◆ TASK PROMPT ◆
Give back every record below in full and exactly, but without a single image.

Data excerpts:

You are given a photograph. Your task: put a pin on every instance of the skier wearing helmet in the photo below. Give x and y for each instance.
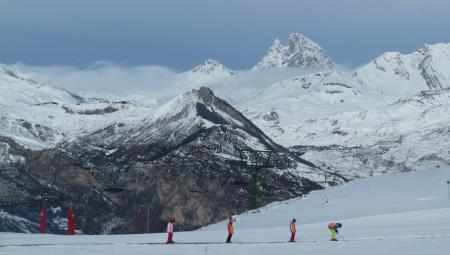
(230, 229)
(170, 231)
(333, 227)
(293, 230)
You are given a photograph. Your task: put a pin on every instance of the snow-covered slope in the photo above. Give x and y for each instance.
(397, 74)
(389, 194)
(40, 116)
(209, 72)
(300, 52)
(388, 115)
(405, 213)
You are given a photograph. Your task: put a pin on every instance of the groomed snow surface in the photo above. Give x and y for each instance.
(406, 213)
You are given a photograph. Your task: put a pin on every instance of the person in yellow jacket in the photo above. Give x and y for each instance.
(293, 230)
(333, 227)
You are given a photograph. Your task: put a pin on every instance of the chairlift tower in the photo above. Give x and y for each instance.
(254, 161)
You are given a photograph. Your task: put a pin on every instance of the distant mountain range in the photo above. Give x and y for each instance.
(326, 125)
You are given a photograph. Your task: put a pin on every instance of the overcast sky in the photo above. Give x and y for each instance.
(180, 34)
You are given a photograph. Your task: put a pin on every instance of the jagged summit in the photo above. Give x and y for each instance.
(400, 74)
(300, 51)
(211, 66)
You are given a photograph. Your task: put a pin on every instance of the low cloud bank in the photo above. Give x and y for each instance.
(115, 81)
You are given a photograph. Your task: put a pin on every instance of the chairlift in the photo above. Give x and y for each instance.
(113, 188)
(51, 197)
(241, 183)
(199, 188)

◆ RESPONSE FOR THIS EXERCISE ◆
You are given a photograph. Your task: put a pin on every instance of the skier wearing helmet in the photo below. Give x and y for each instance.
(230, 229)
(170, 231)
(333, 227)
(293, 230)
You are given a photograph. Your task: put a pin on every instance of the snow-covered slope in the photo above. Give x and y for each instance.
(397, 74)
(389, 194)
(40, 116)
(209, 72)
(300, 52)
(388, 115)
(405, 213)
You are given a photograph. Your task: put a pin on every instance of the groomed snow surface in the photo above. Give x and y for each instance.
(406, 213)
You are given a photograph. Your task: put a pin on every instance of the person in yellow jacket in the photo above. Give x and y for each instance.
(293, 230)
(333, 227)
You are given a photograph. Your task: put a pin on every instance of the chairlift tower in the photo above. Give x and y for each instance.
(254, 161)
You are given a photograph. Your task: put a pin on every instance of the distant mountain range in the photo above. Give x and y for each instance.
(326, 125)
You are given a photograph. Your task: put a pin on every instance of the overcast sky in the photo above. Give x and y for each instance.
(180, 34)
You are given a photograph. Your task: put a pin on every instance of the jagged summit in the photo above. Give x and y for each instance.
(400, 74)
(300, 51)
(211, 66)
You are given a photograph. Your task: put a pin on every instance of the low cloud bank in the photo above. Give x and y for each instance.
(115, 81)
You are given a photograph. Your task: put a pin on every instance of the chairlift in the photo above. Give x and y for each instance.
(113, 188)
(51, 197)
(241, 183)
(199, 188)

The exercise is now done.